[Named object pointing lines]
◆ ◆ ◆ ◆
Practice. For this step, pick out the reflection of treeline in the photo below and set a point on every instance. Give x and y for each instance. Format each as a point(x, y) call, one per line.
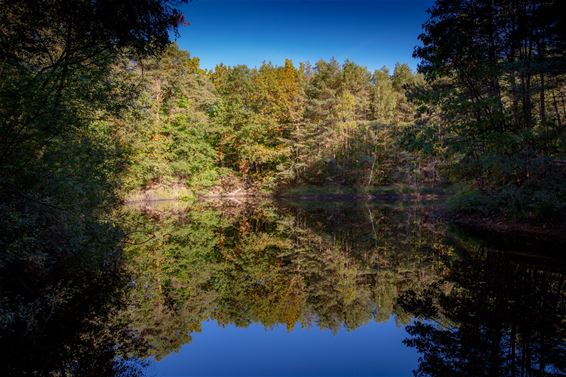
point(274, 265)
point(493, 314)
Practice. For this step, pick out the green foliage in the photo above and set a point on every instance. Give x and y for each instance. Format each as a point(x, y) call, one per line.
point(489, 110)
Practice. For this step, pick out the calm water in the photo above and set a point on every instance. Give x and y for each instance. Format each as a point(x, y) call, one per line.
point(318, 289)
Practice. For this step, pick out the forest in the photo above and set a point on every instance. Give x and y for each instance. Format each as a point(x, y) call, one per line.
point(99, 106)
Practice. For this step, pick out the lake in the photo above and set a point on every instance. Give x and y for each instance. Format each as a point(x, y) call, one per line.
point(297, 288)
point(340, 288)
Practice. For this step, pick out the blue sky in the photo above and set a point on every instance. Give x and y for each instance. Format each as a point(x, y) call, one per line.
point(372, 33)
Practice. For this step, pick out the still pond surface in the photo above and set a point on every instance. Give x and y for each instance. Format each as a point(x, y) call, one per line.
point(304, 288)
point(341, 289)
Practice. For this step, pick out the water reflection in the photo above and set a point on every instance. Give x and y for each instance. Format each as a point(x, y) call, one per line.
point(353, 269)
point(478, 311)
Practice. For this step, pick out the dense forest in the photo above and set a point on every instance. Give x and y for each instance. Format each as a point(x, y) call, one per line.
point(98, 106)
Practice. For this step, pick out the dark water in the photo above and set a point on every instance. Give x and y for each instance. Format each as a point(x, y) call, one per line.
point(310, 289)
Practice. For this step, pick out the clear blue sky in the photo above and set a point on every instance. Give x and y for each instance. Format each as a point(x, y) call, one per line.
point(372, 33)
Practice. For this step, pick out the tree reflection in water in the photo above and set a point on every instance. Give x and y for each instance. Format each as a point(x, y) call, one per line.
point(469, 309)
point(494, 314)
point(479, 311)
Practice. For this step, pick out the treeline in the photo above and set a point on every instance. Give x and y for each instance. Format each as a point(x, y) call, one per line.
point(269, 126)
point(494, 109)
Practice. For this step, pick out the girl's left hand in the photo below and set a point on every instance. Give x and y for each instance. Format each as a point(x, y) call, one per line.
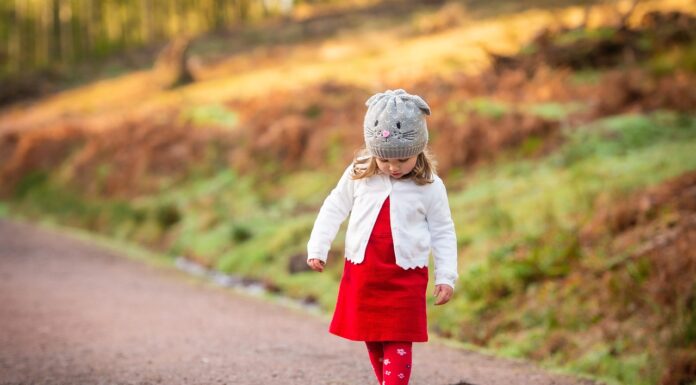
point(443, 294)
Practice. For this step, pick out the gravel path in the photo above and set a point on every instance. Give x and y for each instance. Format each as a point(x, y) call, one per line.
point(75, 313)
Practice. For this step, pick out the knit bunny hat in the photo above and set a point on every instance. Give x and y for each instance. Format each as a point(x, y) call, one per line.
point(395, 125)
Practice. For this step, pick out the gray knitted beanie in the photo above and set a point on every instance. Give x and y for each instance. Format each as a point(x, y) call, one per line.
point(395, 125)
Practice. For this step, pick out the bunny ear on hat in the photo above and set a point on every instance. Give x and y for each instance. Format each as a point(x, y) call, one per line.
point(403, 96)
point(419, 102)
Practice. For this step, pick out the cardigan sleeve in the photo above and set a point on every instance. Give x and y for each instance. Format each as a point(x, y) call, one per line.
point(442, 236)
point(333, 212)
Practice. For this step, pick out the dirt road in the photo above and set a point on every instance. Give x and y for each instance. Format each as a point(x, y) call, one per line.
point(75, 313)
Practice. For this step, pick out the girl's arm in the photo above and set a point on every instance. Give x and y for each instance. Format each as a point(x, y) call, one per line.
point(442, 236)
point(333, 212)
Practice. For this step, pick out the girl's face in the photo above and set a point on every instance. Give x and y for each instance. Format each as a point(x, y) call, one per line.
point(396, 168)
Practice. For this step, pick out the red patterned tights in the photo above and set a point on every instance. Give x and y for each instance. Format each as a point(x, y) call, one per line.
point(391, 361)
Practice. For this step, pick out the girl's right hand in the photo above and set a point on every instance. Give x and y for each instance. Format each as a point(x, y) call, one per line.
point(316, 264)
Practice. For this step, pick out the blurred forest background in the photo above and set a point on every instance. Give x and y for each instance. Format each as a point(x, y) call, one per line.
point(212, 130)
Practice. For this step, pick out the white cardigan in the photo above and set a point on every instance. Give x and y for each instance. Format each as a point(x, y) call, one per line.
point(420, 221)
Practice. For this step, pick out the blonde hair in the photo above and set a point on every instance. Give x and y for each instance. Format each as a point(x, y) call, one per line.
point(365, 166)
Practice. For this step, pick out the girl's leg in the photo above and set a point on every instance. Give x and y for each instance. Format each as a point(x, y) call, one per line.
point(376, 352)
point(397, 362)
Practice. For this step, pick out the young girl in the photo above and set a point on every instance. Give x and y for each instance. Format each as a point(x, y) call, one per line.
point(398, 214)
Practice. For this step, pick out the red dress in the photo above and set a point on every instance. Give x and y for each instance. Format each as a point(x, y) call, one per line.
point(377, 299)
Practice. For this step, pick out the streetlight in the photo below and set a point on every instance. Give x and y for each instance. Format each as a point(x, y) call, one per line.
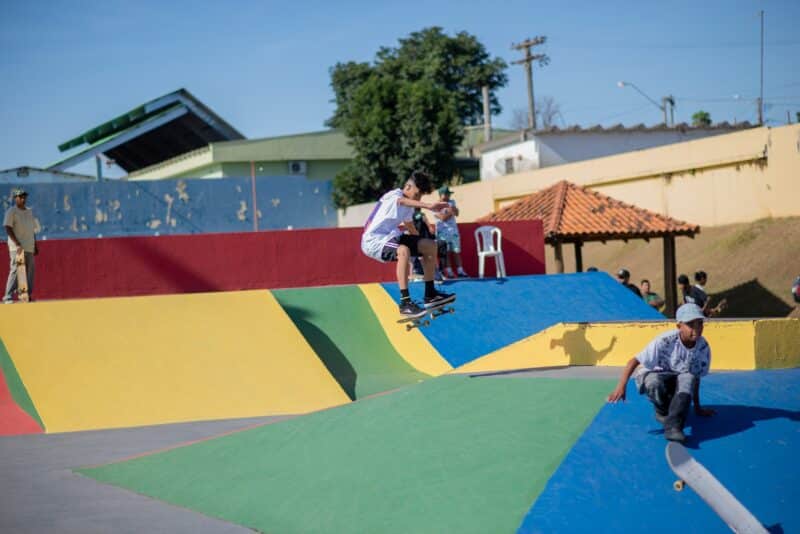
◆ ◆ ◆ ◆
What you should do: Write out all of the lines above again without any changes, and leave the pictures out.

Complete output:
Practice. For this step, pick out the reflection of treeline in the photo below and set a point on every instance. Give x and y for each instance. Format each as a point(x, y) call, one per line.
point(274, 265)
point(493, 314)
Practice. For this step, pick out the green foliage in the photo above and set a point on every instance. Give x and y for each instance. Format each as a point(x, y) call, one per line.
point(489, 110)
Practice. For this step, pick out the calm water in the photo above and set a point on every instance. Give x and y for each instance. Format each as a point(x, y) call, one per line.
point(318, 289)
Practice. For this step, pick out the forest in the photo above and set a point on every instance. Give x and y for each instance. Format each as a point(x, y) call, one per line.
point(99, 106)
Practice. For this step, pick out the lake in the photo above and set a point on every instance. Give x and y for each instance. Format each as a point(x, y) call, one per line.
point(297, 288)
point(340, 288)
Practice. For this step, pick out the blue sky in the photo above and set a point on every instance. Give x and y for each instance. Format each as a point(x, y) call, one per line.
point(372, 33)
Practice. For this step, pick out the still pond surface in the photo above and set a point on every instance. Give x and y for each instance. Format each as a point(x, y) call, one per line.
point(304, 288)
point(341, 289)
Practice. For this step, pick out the water reflection in the photo above and set a point on every instance. Give x and y for each instance. Format each as a point(x, y) call, one per line.
point(353, 269)
point(478, 311)
Practice. For this step, pick out the dense forest in the photo above and set a point on every instance. Give x and y for each instance. Format each as a point(x, y) call, one per line.
point(98, 106)
Practice. For this step, pick out the dark water in the photo above and set a point on every instance. Give x and y for each instance. Format each as a point(x, y) call, one per line.
point(310, 289)
Practice. For this step, pick out the clear blue sky in the photo above and set a point on every instance. Give x and y for each instance. Format each as a point(x, y) call, one per line.
point(372, 33)
Practice. For this step, pick out the tree reflection in water in the photo above and set a point on every instance. Give x and y for each instance. Format each as a point(x, y) call, one per line.
point(469, 309)
point(494, 314)
point(479, 311)
Practice. For this step, pick out the treeline in the photo above and set a point on every instance. Give x and y for each instance. Format each as a point(x, y) call, one per line.
point(269, 126)
point(494, 109)
Practice. For this step, pick out the girl's left hand in the photo below and set a point on every instance. Give x and y for each instance. Format each as a point(x, y) call, one per line.
point(443, 294)
Practice. For this step, pick out the gravel path in the photo above and set a point on every instance. Give x and y for each instance. Format each as a point(x, y) call, one per line.
point(75, 313)
Practice. For this step, pick out the knit bunny hat in the photo above and set a point on every instance. Give x and y for each instance. Format each as a point(x, y) call, one per line.
point(395, 125)
Practice. For this step, pick out the gray knitted beanie in the photo above and set a point on every instance. Give x and y for each instance. Format each as a point(x, y) call, one per line.
point(395, 125)
Practice. For this step, pick out the bunny ear on hat in the photo above and set a point on every instance. Give x and y for each instance. Format each as a point(x, y) call, one per line.
point(403, 96)
point(419, 102)
Practice. For this step, pick out the cardigan sleeve in the photo above and set a point on every instance. Give x and y for each instance. Format each as a point(x, y) call, one per line.
point(442, 236)
point(333, 212)
Practice. For this step, pick out the dirt road in the photo above and set a point on every instance. Give x and y for each instance. Format each as a point(x, y) call, one per line.
point(75, 313)
Practice. For this step, pick out the girl's arm in the photo above and set a point on every instance. Give x and y for each instance. Format each as a point(x, y) call, one per line.
point(442, 236)
point(333, 212)
Practice. For this step, pick out the girl's face in the photo above and set a point on every instance. Give x and y for each instance. Format each as a point(x, y) call, one per line.
point(396, 168)
Practice. For this step, pick out the red patterned tights in the photo above and set a point on every instance. Give x and y for each instance. Format each as a point(x, y) call, one per line.
point(391, 361)
Practice. For this step, pick out the girl's right hand in the photo above and set a point on every instance. Give x and y for each instance. Format each as a point(x, y) call, one per line.
point(316, 264)
Practice. For this step, pick out the blurred forest background in the photo above and set a point on every instance. Give x and y for each instance. Format each as a point(x, y) call, one per line.
point(212, 130)
Practice. For this step, pick out the white cardigan in the photo above and set a point on every instance. Give x and y for each instance. Format each as a point(x, y) call, one per line.
point(420, 221)
Practice. For this step, pick out the blonde hair in the photo above and set a point on every instance. Give x and y for each instance. Format each as a point(x, y) call, one per line.
point(365, 166)
Practice. For this step, pick out the girl's leg in the photo above and set a point on every instance. Give x and y for each instance. Format each as a point(x, y) call, one per line.
point(376, 352)
point(397, 362)
Practice. For this step, pick out the young girl in the photo above and set a point on every instance. Give x and y for each instance. Format each as a point(x, y) call, one per line.
point(398, 214)
Practice. For this step, pick out the red dress in the photo above and set a point on every instance. Give x and y for each instance. Format each as a point(x, y) call, one per line.
point(377, 299)
Practice. For this step, pick out the streetlight in the photo below and set a point on every instance. Give x and y for each instance. Format each as a point(x, y) call, one per line.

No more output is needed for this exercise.